### TEXTE À ANALYSER:

________________

Emmanuel Macron s’invite sur nos écrans mardi 13 mai, le temps d'une interview sur TF1. Parmi de nombreux sujets, il souhaite déclarer son soutien au projet de loi sur la fin de vie, débattu depuis lundi 12 mai à l’Assemblée nationale. L'un des deux volets, portant sur l’aide active à mourir et le suicide assisté, soulève de nombreuses interrogations. Le texte prévoit la création d’un délit d’entrave à l’aide active à mourir. Décryptage avec le docteur Véronique Lefèvre-Denouette, médecin gériatre et co-directrice du département de recherche en éthique biomédicale du Collège des Bernardins.
Un an après avoir été interrompu à cause de la dissolution de l’Assemblée nationale, le débat sur la fin de vie fait son retour dans l’hémicycle. Les discussions s’annoncent vives jusqu’au scrutin prévu le mardi 27 mai.

________________

### ITEMS EXTRAITS:
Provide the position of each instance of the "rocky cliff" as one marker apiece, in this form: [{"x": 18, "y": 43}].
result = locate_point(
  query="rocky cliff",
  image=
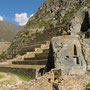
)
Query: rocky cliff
[
  {"x": 51, "y": 14},
  {"x": 72, "y": 52}
]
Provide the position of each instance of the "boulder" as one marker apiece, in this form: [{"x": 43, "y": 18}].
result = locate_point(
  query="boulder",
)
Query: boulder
[
  {"x": 81, "y": 21},
  {"x": 66, "y": 53}
]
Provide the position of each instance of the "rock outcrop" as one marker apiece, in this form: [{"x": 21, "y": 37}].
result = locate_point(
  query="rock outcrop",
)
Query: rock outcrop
[
  {"x": 67, "y": 55},
  {"x": 72, "y": 52}
]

________________

### LISTE DES TÂCHES:
A. Reformulez sous forme de liste le paragraphe de l'article sur la fin de vie qui commence par « Emmanuel Macron s’invite sur nos écrans », en conservant ses faits principaux.
B. Indiquez si chaque affirmation concorde avec l'article sur la fin de vie, par oui ou non, en citant les mots décisifs de l'article. (i) L’interview d’Emmanuel Macron a lieu sur TF1. (ii) Le débat sur la fin de vie avait été interrompu par la dissolution de l’Assemblée nationale. (iii) Le scrutin est prévu le lundi 12 mai.
C. Rédigez, s'il vous plaît, la suite de l'article sur la fin de vie à partir de sa dernière phrase.

### RÉPONSES ATTENDUES:
A.
- Emmanuel Macron donne une interview sur TF1 le mardi 13 mai.
- Il souhaite y déclarer son soutien au projet de loi sur la fin de vie, débattu à l’Assemblée nationale depuis le lundi 12 mai.
- L’un des deux volets, sur l’aide active à mourir et le suicide assisté, soulève de nombreuses interrogations.
- Le texte prévoit la création d’un délit d’entrave à l’aide active à mourir.
- Le décryptage est mené avec le docteur Véronique Lefèvre-Denouette, médecin gériatre et co-directrice du département de recherche en éthique biomédicale du Collège des Bernardins.

B.
(i) Oui : « le temps d'une interview sur TF1 ».
(ii) Oui : « interrompu à cause de la dissolution de l’Assemblée nationale ».
(iii) Non : « scrutin prévu le mardi 27 mai ».

C.
En 2022, on comptait 90 000 hospitalisations pour tentatives de suicide, pour près de 9 200 décès. Le docteur Véronique Lefèvre-Denouette consacre sa vie à accompagner ces personnes. "Je me bats depuis 42 ans. J’exerce ce beau métier de psychiatre en gériatrie pour que les personnes renoncent à ce projet de suicide." Elle déplore l’absence de consultation des psychiatres lors de l’élaboration de ce projet de loi et souligne le manque de prise en compte de la temporalité dans la prise en charge des personnes suicidaires ou dépressives. "La temporalité est effrayante : 15 jours pour accéder à un médecin, puis 48 heures. Je n’ai pas le temps de mettre en œuvre un traitement antidépresseur."
Je me bats depuis 42 ans. J’exerce ce beau métier de psychiatre en gériatrie pour que les personnes renoncent à ce projet de suicide
Les premiers effets d’un antidépresseur apparaissent généralement au bout d’un mois. L’absence d’obligation de consulter un psychiatre, combinée à la rapidité des délais de traitement des demandes, nuit gravement à l’accompagnement des patients, souligne-t-elle. "Je les sauve, mes patients. Cela fait 42 ans que je le vois." Elle rappelle que la loi Claeys-Leonetti permet déjà d’accompagner dignement les personnes en fin de vie, une nouvelle législation n’est selon elle dès lors pas nécessaire.
Selon le projet de loi, les personnes éligibles ne seront pas nécessairement en fin de vie, mais dans une phase avancée de la maladie. "Les critères ne sont absolument pas restrictifs. Au contraire, tous les verrous ont sauté." Le docteur Lefèvre-Denouette exprime son inquiétude pour les personnes âgées et fragiles, qui risqueraient de ne plus être protégées, et d’être incitées à recourir à cette loi.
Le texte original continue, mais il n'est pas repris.